* start Document text *

A Sun Valley Home reinterprets Western style for a modern-minded family



Tim Brown

The owners of this mountain home in Sun Valley, Idaho, had a clear directive for their design team: “No antler chandeliers, no Navajo rugs, nothing really rustic,” says interior designer Thomas Riker. Instead, they wanted a comfortable, family-friendly home appropriate for their three young children—but with a modern edge.

While Chicago-based Riker and James Dolenc, partners at interior design firm jamesthomas, certainly could appreciate the owners’ aesthetic, they wanted to ground the home in its rugged surroundings. “We didn’t want it to look harshly modern, or like it could have been anywhere. We wanted this home to feel right for its setting,” Riker says. “That really forced us to think about the Western idea in a very different way.”

Riker and Dolenc took cues from architect Michael Blash’s contemporary take on Craftsman style, which melds pitched rooflines and thick rafters with patinated steel and floor-to-ceiling windows. Rather than drawing up one cavernous structure, the architect—based in Ketchum, Idaho—designed a cluster of five separate forms connected by glass-walled transitional spaces. “Our original concept for the structure was to create a village feel—a few buildings nestled against the hillside, which keeps it from feeling so huge and imposing,” Blash says.

The interiors, too, are more intimate than the home’s significant square footage would suggest. “It doesn’t feel like a massive house,” Riker says. “The family room is actually quite a cozy space. Nothing is out of scale or unnecessarily large.”

To add warmth throughout the home, the design team employed wood and stone not only as furniture and flooring material, but also as wall and ceiling treatments. But there are no distressed ceiling beams or salvaged barn wood to be found here. The natural materials are refined rather than rugged. Custom-made cabinets and paneling feature mahogany and walnut, and modern latticework on the ceiling in the entry and master bath recall the industrial underside of a drawbridge.

* end Document text *
* start Data rows *

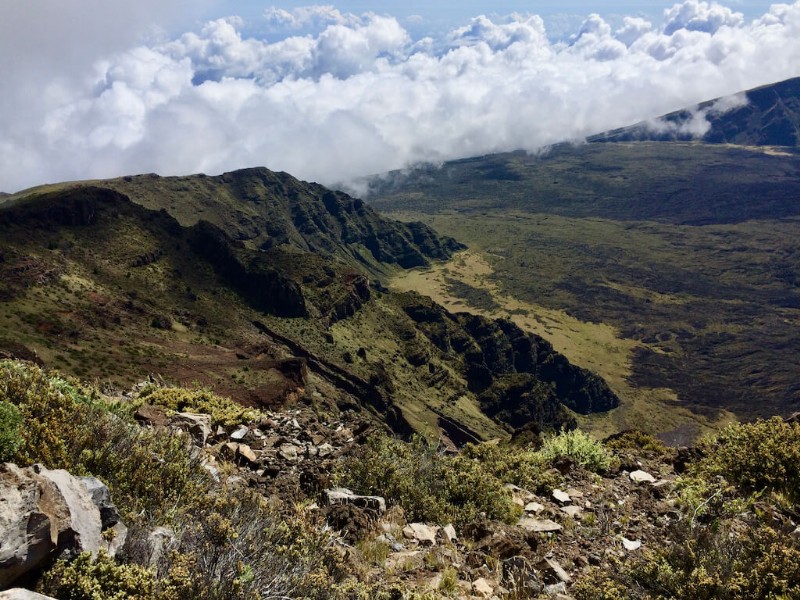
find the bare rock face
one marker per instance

* end Data rows *
* start Data rows *

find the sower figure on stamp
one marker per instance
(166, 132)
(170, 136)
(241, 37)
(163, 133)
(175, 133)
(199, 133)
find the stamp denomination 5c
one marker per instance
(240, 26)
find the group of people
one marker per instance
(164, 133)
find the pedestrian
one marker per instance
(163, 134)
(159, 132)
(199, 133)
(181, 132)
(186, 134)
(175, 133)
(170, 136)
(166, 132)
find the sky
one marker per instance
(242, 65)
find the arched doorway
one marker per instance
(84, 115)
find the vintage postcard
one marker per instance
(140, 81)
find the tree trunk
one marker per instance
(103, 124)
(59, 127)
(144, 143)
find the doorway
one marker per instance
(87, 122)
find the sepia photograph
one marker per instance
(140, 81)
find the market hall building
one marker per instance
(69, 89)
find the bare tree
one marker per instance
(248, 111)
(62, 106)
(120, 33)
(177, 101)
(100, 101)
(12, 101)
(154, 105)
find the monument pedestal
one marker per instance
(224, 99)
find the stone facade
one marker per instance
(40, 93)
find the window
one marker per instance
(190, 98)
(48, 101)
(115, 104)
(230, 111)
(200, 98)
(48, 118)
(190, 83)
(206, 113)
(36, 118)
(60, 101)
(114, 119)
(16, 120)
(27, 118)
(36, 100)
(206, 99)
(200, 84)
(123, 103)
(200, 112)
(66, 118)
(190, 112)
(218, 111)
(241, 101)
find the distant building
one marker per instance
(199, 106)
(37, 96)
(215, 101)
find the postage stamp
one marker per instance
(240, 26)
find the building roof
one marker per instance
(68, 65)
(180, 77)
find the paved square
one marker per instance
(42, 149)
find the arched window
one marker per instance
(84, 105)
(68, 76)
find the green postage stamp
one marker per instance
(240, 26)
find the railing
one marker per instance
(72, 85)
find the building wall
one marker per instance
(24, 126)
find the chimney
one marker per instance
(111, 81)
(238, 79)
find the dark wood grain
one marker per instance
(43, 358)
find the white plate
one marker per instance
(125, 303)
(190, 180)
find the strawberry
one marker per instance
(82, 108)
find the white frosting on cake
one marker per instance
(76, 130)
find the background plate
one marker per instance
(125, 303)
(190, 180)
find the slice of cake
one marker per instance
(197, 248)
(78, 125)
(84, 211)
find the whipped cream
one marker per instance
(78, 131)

* end Data rows *

### To be done
Please say whether each statement agrees with the article about the Sun Valley home, answering yes or no and quoting the words of the article that decide it: (a) The architect designed the home as one large structure. (b) The custom-made cabinets and paneling use mahogany and walnut. (c) The owners have three young children. The items aren't needed here.

### The reply
(a) No: "Rather than drawing up one cavernous structure, the architect—based in Ketchum, Idaho—designed a cluster of five separate forms connected by glass-walled transitional spaces."
(b) Yes: "Custom-made cabinets and paneling feature mahogany and walnut"
(c) Yes: "appropriate for their three young children"